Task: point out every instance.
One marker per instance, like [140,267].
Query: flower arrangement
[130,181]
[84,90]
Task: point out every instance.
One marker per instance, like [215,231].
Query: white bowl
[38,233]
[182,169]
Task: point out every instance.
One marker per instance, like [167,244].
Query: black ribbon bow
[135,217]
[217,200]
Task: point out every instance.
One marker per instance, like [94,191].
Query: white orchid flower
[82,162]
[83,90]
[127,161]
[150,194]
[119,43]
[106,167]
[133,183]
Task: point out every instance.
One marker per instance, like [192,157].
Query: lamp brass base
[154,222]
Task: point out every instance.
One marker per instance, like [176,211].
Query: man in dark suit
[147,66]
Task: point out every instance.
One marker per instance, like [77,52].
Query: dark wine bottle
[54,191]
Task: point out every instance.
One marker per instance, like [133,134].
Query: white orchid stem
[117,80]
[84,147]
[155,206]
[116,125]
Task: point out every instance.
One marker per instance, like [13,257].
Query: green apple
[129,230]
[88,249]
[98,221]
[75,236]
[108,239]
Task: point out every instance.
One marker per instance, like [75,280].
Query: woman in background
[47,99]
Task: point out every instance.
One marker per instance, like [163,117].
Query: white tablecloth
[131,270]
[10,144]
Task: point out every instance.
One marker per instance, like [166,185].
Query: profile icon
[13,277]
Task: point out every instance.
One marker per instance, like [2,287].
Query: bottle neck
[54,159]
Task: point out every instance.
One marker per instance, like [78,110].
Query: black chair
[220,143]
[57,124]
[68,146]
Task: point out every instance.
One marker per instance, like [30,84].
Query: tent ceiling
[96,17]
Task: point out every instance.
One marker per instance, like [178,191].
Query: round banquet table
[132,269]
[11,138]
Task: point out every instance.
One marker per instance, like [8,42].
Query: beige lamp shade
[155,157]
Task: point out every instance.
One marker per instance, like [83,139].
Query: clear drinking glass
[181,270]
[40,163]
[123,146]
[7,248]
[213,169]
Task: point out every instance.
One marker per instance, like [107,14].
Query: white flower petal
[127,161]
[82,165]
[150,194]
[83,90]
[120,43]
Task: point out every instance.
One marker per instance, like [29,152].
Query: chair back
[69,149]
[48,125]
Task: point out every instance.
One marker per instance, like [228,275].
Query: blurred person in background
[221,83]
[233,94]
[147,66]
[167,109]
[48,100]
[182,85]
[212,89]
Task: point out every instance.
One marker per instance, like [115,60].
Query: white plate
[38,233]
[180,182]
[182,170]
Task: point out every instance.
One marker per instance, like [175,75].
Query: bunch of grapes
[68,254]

------------------------------------------------

# [EXERCISE DETAILS]
Go through the entries and repeat each one exactly.

# [RESULT FOR THIS EXERCISE]
Task: point out every instance.
One marker per instance, like [140,267].
Query: flower arrangement
[130,181]
[84,90]
Task: point out every instance.
One marker per instance, like [215,231].
Query: white bowl
[38,233]
[182,169]
Task: point out every instance.
One marker per instance, like [167,244].
Query: black ribbon bow
[135,217]
[217,200]
Task: point out every instance.
One marker per instance, like [94,191].
Query: white orchid flower
[82,162]
[83,90]
[127,161]
[150,194]
[119,43]
[106,167]
[133,183]
Task: point out every instance.
One marker per instance, like [192,157].
Query: lamp brass base
[154,222]
Task: point out every instance.
One marker per instance, like [176,211].
Query: man in dark suit
[147,66]
Task: point out every instance.
One marker per instance, like [77,52].
Query: dark wine bottle
[54,191]
Task: point out every instance.
One marker per instance, like [133,134].
Query: white orchid stem
[117,80]
[84,147]
[155,206]
[116,125]
Task: point out every instance.
One marker per instance, like [13,257].
Query: green apple
[129,230]
[88,249]
[98,221]
[75,236]
[108,239]
Task: point out every instance.
One marker per instance, like [75,280].
Query: woman in background
[47,99]
Task: point out every instance.
One marker per instance, like [163,117].
Query: white tablecloth
[131,270]
[10,144]
Task: point out every instance.
One marker per instance, like [166,185].
Query: profile icon
[13,277]
Task: point out every instance.
One marker per instance, like [2,287].
Query: bottle neck
[54,159]
Task: point out every instance.
One marker per instance, like [78,110].
Query: black chair
[220,143]
[57,124]
[68,146]
Task: point out every instance.
One marker per instance, like [30,84].
Query: tent ceiling
[96,17]
Task: point out every instance.
One marker per instance, like [178,191].
Query: round banquet table
[132,269]
[11,138]
Task: point out every instance.
One marker per instance, like [8,42].
Query: beige lamp shade
[155,157]
Task: point out every instance.
One marker per instance, like [83,139].
Query: clear drinking glass
[181,270]
[40,163]
[123,146]
[7,248]
[213,169]
Task: point out every instance.
One marker per instance, like [107,14].
Query: white flower petal
[127,161]
[82,165]
[150,194]
[83,90]
[120,43]
Task: point out every instance.
One marker per instance, like [29,152].
Query: chair back
[69,149]
[48,125]
Task: point out every instance.
One marker per instance, like [228,275].
Query: blurred person in background
[221,83]
[233,94]
[147,66]
[167,109]
[48,100]
[182,85]
[212,89]
Task: point out every instance.
One marker per instance, like [115,60].
Query: white plate
[38,233]
[180,182]
[182,170]
Task: point out every instance.
One marker per instance, like [175,75].
Query: bunch of grapes
[68,254]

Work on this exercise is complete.